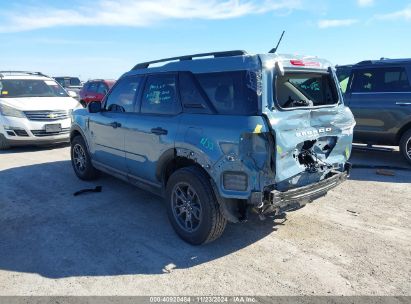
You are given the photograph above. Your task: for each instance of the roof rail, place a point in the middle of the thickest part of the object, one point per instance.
(145, 65)
(23, 72)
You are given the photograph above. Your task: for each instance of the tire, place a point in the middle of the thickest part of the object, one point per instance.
(189, 191)
(3, 143)
(81, 161)
(405, 145)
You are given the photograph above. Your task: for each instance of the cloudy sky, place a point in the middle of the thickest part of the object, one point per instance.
(105, 38)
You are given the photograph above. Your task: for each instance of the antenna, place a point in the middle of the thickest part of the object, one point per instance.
(275, 49)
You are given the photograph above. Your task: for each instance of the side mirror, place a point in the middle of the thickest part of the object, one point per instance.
(94, 107)
(72, 94)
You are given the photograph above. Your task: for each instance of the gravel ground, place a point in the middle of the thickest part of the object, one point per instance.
(354, 241)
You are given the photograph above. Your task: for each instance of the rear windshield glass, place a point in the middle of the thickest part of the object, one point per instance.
(10, 88)
(67, 82)
(305, 90)
(231, 93)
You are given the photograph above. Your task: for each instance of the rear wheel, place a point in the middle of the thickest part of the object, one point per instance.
(81, 161)
(405, 145)
(192, 208)
(3, 143)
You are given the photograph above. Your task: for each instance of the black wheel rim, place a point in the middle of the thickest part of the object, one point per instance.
(408, 148)
(186, 207)
(79, 158)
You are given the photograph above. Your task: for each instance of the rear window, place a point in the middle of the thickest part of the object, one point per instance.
(231, 93)
(305, 90)
(14, 88)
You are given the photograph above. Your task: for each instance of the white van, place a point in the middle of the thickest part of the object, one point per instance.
(34, 109)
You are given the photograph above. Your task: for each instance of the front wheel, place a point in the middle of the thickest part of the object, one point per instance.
(405, 145)
(192, 208)
(81, 161)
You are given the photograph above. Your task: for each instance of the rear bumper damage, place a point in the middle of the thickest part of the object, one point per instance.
(279, 201)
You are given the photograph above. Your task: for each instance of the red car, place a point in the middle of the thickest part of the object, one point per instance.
(95, 90)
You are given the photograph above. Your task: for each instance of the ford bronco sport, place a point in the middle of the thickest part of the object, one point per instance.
(220, 134)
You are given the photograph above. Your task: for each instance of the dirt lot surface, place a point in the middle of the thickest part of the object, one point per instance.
(354, 241)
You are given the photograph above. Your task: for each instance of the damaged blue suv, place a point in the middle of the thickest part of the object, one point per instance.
(219, 135)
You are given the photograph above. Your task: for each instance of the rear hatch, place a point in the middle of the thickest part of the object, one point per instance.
(311, 125)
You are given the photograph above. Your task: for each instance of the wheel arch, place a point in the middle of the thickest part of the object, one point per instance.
(170, 162)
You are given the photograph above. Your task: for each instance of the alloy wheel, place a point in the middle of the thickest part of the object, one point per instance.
(186, 207)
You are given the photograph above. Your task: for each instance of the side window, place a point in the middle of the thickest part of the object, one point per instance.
(121, 98)
(102, 88)
(160, 95)
(343, 75)
(92, 87)
(394, 79)
(365, 81)
(231, 93)
(192, 99)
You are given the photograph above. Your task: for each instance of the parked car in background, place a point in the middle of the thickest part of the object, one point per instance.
(95, 90)
(378, 93)
(215, 139)
(34, 109)
(70, 83)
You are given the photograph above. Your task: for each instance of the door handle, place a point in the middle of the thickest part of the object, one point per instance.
(115, 124)
(159, 131)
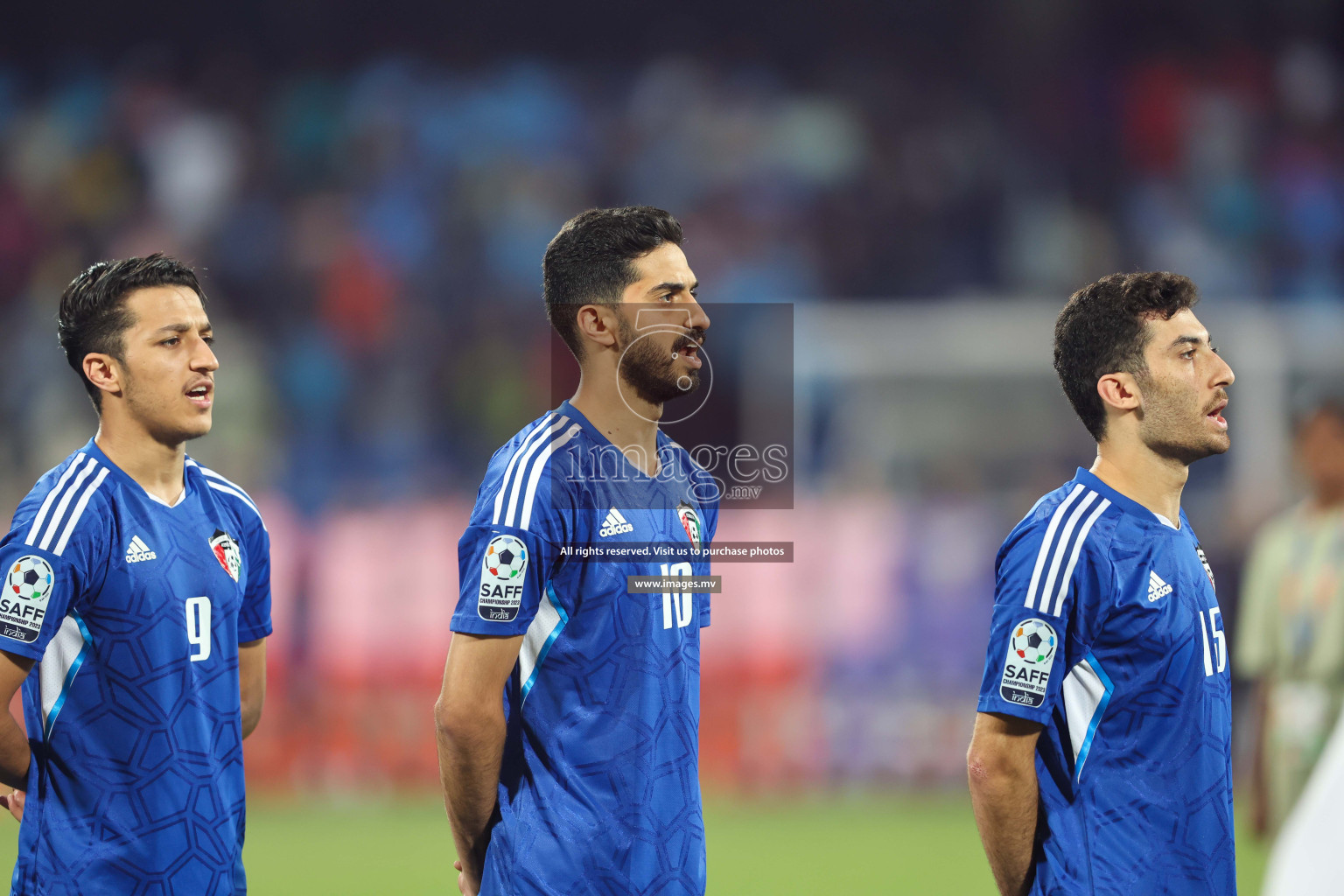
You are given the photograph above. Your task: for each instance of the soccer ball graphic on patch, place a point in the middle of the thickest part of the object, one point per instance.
(506, 557)
(1033, 641)
(32, 578)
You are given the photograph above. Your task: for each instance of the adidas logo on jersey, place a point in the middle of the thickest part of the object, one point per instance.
(614, 524)
(137, 551)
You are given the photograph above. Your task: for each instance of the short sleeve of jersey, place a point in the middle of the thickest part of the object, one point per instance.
(45, 575)
(1040, 595)
(255, 614)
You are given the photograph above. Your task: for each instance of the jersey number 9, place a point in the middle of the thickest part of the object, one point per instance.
(198, 627)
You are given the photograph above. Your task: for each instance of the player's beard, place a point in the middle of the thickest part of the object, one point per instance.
(1173, 424)
(649, 369)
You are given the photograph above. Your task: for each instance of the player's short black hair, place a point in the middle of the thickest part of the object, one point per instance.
(1103, 329)
(93, 309)
(589, 261)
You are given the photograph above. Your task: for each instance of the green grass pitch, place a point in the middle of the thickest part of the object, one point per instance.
(924, 845)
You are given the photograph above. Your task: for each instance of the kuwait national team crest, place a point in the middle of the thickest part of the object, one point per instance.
(226, 551)
(690, 522)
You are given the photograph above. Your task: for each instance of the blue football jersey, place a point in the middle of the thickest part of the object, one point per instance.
(1106, 630)
(599, 788)
(133, 610)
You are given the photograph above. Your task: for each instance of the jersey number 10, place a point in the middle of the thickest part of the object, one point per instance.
(198, 627)
(680, 601)
(1219, 642)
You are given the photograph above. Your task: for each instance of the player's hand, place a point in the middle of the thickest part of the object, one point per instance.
(466, 881)
(14, 802)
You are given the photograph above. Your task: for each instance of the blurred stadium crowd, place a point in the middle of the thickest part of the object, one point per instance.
(375, 234)
(370, 234)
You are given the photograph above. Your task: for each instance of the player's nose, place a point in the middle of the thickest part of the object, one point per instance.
(699, 320)
(203, 359)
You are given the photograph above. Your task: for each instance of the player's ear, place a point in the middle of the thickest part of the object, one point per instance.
(102, 371)
(1120, 391)
(598, 323)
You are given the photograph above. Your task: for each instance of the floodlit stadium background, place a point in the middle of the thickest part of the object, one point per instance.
(368, 198)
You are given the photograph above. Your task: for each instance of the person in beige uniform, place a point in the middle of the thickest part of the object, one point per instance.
(1291, 633)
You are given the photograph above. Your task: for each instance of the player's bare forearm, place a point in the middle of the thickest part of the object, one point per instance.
(471, 746)
(471, 730)
(15, 752)
(1004, 792)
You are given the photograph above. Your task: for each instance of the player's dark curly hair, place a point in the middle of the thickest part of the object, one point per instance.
(93, 309)
(589, 261)
(1103, 329)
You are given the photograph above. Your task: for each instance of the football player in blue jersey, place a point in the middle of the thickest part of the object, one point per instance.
(1101, 758)
(136, 602)
(584, 778)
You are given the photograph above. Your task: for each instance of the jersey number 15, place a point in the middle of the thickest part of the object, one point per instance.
(1219, 641)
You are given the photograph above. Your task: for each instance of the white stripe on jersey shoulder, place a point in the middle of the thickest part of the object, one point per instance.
(1080, 506)
(52, 531)
(52, 496)
(538, 465)
(228, 486)
(527, 473)
(538, 431)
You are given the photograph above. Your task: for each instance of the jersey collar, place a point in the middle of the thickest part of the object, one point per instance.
(1126, 504)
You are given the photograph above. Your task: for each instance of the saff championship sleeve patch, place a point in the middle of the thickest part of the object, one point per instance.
(501, 579)
(1031, 653)
(23, 605)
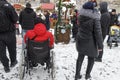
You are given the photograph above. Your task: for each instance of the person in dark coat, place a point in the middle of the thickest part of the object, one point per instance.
(89, 38)
(8, 38)
(75, 27)
(105, 22)
(113, 21)
(26, 20)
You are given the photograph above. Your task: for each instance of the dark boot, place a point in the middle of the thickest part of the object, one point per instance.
(13, 63)
(7, 69)
(78, 77)
(89, 67)
(78, 66)
(98, 59)
(87, 76)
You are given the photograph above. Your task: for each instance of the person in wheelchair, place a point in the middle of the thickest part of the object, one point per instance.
(39, 34)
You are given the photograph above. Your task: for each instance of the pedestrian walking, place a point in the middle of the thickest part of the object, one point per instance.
(113, 21)
(26, 20)
(105, 22)
(74, 27)
(47, 19)
(8, 19)
(89, 38)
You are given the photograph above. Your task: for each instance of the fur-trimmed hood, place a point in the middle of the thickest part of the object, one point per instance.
(94, 14)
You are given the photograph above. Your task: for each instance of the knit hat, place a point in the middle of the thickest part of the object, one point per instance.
(28, 5)
(38, 20)
(89, 5)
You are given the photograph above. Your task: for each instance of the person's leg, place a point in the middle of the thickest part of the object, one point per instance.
(89, 67)
(78, 65)
(23, 34)
(99, 58)
(11, 45)
(3, 58)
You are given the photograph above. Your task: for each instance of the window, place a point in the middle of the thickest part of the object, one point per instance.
(45, 1)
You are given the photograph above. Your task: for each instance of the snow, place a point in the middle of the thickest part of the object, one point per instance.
(65, 56)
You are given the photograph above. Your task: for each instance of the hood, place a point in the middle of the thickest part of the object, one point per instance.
(94, 14)
(28, 10)
(40, 29)
(103, 7)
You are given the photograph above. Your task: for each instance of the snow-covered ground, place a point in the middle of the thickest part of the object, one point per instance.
(65, 56)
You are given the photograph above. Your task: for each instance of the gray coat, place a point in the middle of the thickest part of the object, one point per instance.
(89, 37)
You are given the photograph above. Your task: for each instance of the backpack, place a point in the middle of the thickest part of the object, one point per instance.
(4, 21)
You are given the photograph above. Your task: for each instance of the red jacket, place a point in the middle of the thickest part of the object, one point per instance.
(41, 34)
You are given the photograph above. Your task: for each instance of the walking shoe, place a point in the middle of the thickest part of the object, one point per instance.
(87, 76)
(116, 45)
(13, 63)
(78, 77)
(98, 59)
(7, 69)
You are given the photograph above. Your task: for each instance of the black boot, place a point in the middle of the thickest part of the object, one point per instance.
(13, 63)
(89, 67)
(98, 59)
(78, 77)
(78, 67)
(87, 76)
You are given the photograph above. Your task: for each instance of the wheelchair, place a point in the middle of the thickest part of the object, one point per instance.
(36, 53)
(114, 35)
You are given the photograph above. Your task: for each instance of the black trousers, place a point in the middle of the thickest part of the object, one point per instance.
(79, 64)
(7, 40)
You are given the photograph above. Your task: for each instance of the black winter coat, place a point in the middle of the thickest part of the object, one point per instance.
(11, 15)
(105, 19)
(89, 37)
(26, 18)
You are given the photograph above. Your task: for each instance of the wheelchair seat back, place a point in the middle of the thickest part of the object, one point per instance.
(38, 51)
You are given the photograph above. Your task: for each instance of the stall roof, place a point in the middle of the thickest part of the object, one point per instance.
(48, 6)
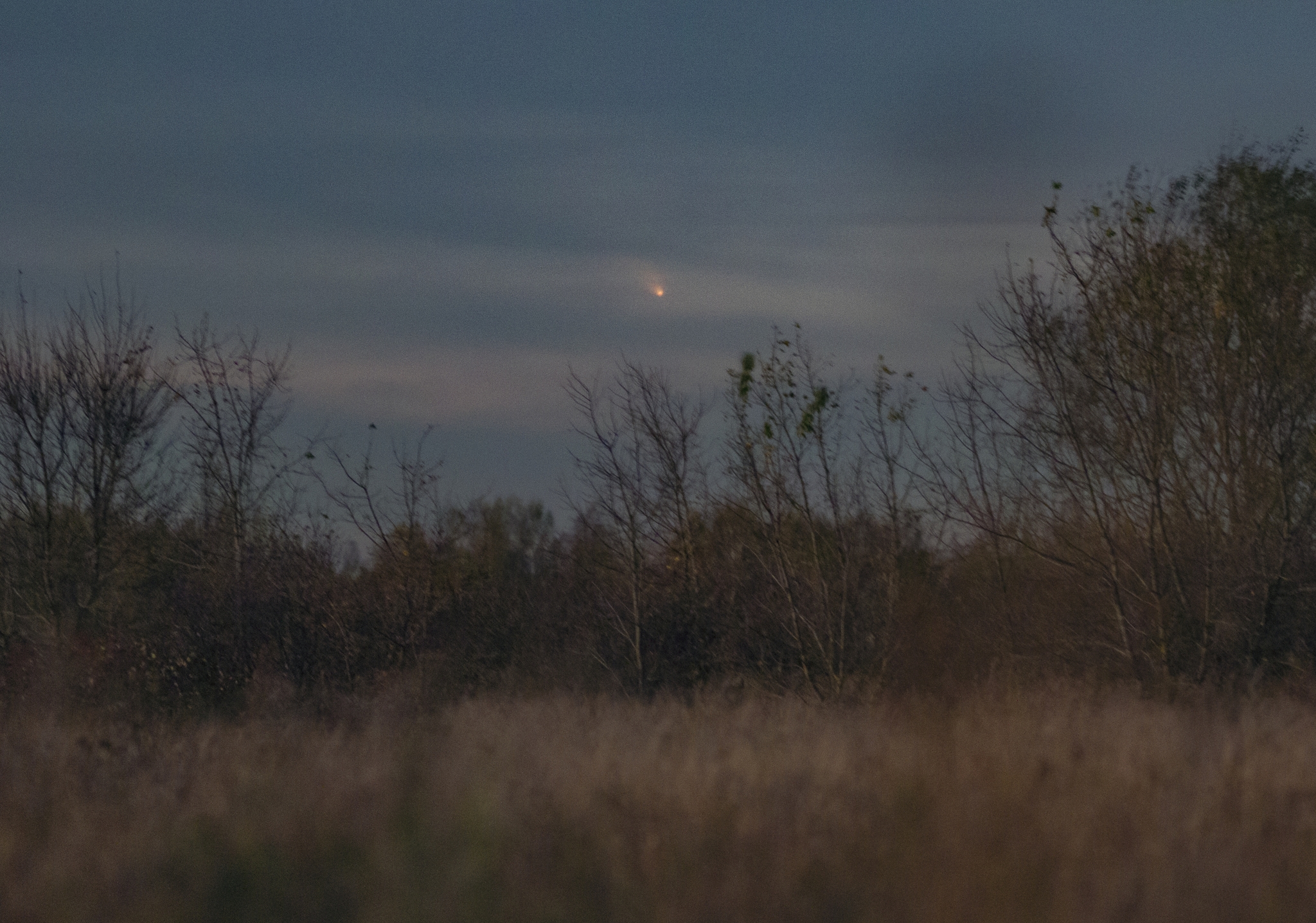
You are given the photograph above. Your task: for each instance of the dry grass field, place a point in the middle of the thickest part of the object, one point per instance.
(1057, 803)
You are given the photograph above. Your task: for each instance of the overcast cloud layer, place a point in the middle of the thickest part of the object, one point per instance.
(445, 204)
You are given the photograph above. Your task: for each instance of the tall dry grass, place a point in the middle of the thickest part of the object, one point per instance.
(1051, 805)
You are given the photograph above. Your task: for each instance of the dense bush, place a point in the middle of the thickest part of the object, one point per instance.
(1120, 481)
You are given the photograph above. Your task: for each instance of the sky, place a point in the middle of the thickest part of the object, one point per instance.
(445, 206)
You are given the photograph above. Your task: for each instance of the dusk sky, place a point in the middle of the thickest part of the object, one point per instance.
(445, 204)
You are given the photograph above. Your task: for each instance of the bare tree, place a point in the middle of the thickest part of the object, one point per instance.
(402, 522)
(233, 399)
(788, 457)
(1149, 409)
(640, 476)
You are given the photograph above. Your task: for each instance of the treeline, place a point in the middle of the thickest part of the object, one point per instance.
(1117, 481)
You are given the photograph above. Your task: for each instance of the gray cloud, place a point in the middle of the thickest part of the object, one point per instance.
(445, 204)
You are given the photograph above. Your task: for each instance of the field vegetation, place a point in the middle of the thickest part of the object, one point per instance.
(1061, 803)
(1032, 641)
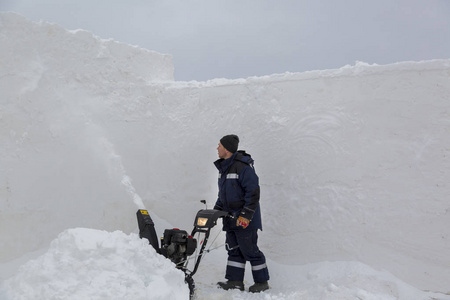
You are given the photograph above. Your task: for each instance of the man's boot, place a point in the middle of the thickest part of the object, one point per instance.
(231, 284)
(259, 287)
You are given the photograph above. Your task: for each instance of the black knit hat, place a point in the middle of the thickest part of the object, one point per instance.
(230, 142)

◆ Aim:
Set down verbatim the lines of the entries above, from the line containing "of the blurred" through the line containing "(1291, 633)", both included.

◆ Correct answer:
You are given the photograph above. Your task: for each instance of the blurred stadium crowd, place a point in the middle of the thickest part of the object, one point per instance.
(375, 234)
(370, 234)
You are given the photograph above. Your task: for each instance of the player's nose, place a point in the middle of the thickest part of the object, one point per instance.
(699, 320)
(203, 359)
You are given the photograph above. Your task: for each instance of the player's ear, place a point in the middle of the thickest part of the object, one point per instance.
(102, 371)
(1120, 391)
(598, 323)
You are given the photograph above. Your task: for each instance of the floodlit stadium background, place a point in the middle of the thickest part of the object, one point per instance.
(368, 198)
You are given the photograph above. Your task: for each instance of the person in beige uniform, place a point in the middle of the thickest part of the object, one point per instance.
(1291, 633)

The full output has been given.